= Selected excerpt =
*** Begin section ***

Good afternoon, everybody. We just finished our in-person meeting of the Eurogroup. We began our meeting by welcoming Annika Saarikko, who is the new Finnish minister, to our meeting. The fact that we were able to greet her and meet physically for a second meeting in a row is a good sign. We're obviously all taking care of the health precautions, and we look forward to being able to continue to meet in person and to continue with our work across the rest of the year.
We began our meeting by taking stock of the economic situation and the positive developments in Spain, Cyprus, Portugal and in my own country - Ireland - on the basis of the Post-Programme Surveillance Reports. For Greece, we heard of good progress with reform implementation as described in the 10th enhanced surveillance report.
These reports show that economic recovery is underway in all countries, thanks to the measures taken by the authorities, the resilience of our citizens across Europe and the good progress of our vaccination campaigns. Of course, the Recovery and Resilience Fund, due to do the work of our Commission, due to the work of Paolo [Gentiloni], it's now coming to the point in which we will play a really important role in reinforcing economic recovery across Europe.

*** End section ***

= Extracted records =

*** Begin section ***

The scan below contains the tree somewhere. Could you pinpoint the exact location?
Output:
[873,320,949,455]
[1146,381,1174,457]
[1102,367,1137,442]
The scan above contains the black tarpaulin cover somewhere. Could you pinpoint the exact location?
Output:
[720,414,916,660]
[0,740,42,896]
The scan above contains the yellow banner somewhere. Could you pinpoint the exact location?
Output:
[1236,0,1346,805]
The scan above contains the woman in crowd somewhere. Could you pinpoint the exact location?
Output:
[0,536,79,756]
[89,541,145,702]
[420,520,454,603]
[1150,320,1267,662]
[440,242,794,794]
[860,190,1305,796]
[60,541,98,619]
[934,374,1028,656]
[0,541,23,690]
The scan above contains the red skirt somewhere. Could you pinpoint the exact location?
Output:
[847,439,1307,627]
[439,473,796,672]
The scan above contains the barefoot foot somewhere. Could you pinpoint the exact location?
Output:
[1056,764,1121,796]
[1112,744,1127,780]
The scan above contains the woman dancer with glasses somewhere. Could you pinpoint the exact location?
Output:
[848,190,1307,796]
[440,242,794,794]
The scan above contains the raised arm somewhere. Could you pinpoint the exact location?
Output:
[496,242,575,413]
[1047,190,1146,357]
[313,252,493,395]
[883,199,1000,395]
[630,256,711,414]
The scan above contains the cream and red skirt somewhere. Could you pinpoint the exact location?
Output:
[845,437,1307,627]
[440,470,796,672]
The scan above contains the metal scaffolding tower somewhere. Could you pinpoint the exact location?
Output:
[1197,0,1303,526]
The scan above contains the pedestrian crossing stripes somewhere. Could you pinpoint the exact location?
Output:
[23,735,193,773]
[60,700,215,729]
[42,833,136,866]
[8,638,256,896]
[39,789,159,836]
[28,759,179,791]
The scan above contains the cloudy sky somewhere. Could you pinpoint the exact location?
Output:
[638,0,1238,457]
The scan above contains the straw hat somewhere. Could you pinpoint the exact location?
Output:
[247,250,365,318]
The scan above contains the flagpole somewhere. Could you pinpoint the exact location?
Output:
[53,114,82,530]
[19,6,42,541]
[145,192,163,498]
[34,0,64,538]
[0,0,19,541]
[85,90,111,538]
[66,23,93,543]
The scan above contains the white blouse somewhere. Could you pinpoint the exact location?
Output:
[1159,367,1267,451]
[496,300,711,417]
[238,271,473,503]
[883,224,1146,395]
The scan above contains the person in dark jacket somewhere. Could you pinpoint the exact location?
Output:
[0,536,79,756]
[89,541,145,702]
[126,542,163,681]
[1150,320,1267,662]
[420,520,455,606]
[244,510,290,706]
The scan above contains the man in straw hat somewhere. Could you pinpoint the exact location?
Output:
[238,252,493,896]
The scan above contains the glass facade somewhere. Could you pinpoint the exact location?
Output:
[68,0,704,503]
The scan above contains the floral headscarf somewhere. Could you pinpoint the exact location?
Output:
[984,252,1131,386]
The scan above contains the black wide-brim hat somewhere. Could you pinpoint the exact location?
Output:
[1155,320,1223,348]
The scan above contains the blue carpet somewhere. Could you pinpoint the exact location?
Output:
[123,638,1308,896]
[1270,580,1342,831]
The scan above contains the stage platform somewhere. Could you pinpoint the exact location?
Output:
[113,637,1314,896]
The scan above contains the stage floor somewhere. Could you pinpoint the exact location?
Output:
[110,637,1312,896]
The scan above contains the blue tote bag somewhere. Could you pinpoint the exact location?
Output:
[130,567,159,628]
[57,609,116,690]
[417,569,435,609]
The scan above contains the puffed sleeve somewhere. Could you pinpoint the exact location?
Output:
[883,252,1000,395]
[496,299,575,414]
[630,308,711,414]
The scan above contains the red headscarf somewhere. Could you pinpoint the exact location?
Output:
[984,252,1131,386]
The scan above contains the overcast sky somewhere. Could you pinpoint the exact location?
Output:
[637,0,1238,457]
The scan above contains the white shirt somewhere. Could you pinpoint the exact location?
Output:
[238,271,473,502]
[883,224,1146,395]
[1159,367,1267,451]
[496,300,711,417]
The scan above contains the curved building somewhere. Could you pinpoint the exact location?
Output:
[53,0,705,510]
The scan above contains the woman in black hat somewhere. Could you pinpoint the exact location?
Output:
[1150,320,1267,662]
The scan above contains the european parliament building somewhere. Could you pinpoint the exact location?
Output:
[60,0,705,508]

*** End section ***

= Tasks for this exercise =
**1.** List every country named in the second paragraph of the Eurogroup meeting remarks.
**2.** Write the next part of the Eurogroup meeting remarks, picking up after their last sentence.
The listing has nothing to do with what comes next.

= Expected responses =
**1.** Spain, Cyprus, Portugal, Ireland, Greece

**2.**
In the case of Greece, we agree that the positive assessment of our institutions warrants the approval of the next tranche of policy contingent debt measures. This is worth €748 million and the Eurogroup has released a statement with the technical details.
We continued our agenda with one of our regular discussions with the International Monetary Fund in the context of their Article IV surveillance of the euro area. The IMF were positive about the comprehensive and agile economic policy response we have put in place. But at the same time, they reminded us of the important challenges that lie ahead in the aftermath of the pandemic. The discussions we had today will feed into our policy making in the months ahead. We'll come back to this process more fully at the end of the year when the IMF formally completes its surveillance cycle.
We then welcomed the ministers and the central bank governors from Croatia, from Bulgaria and from Denmark to take stock of developments in the Exchange Rate Mechanism (ERM II) since last year. Ahead of joining ERM, Bulgaria and Croatia had taken certain prior and post entry policy commitments, aiming at facilitating their smooth participation in ERM II. These commitments are about paving the way towards euro adoption, once the convergence criteria are met. Today, we heard that the implementation of post entry commitments is on track. We were also informed that ERM II exchange rate mechanism continued to function smoothly during the last year. Our discussion today recognises the important economic reforms already undertaken by Bulgaria and Croatia, as well as the continued attractiveness of the euro as a tangible symbol of European unity, prosperity and solidarity.
I also took the opportunity to debrief the group on the G7 finance ministers' meeting in London that I attended on their behalf a few weeks ago.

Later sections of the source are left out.